##### Records for this exercise

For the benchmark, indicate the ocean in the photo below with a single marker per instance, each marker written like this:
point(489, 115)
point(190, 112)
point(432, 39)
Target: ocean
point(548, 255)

##########

_To do_
Return all of the records above unchanged, reproducing every line in its original order.

_Answer for the task_
For the benchmark, indicate the ocean in the photo below with a single marker per instance, each marker written like this:
point(489, 115)
point(190, 112)
point(432, 39)
Target: ocean
point(548, 255)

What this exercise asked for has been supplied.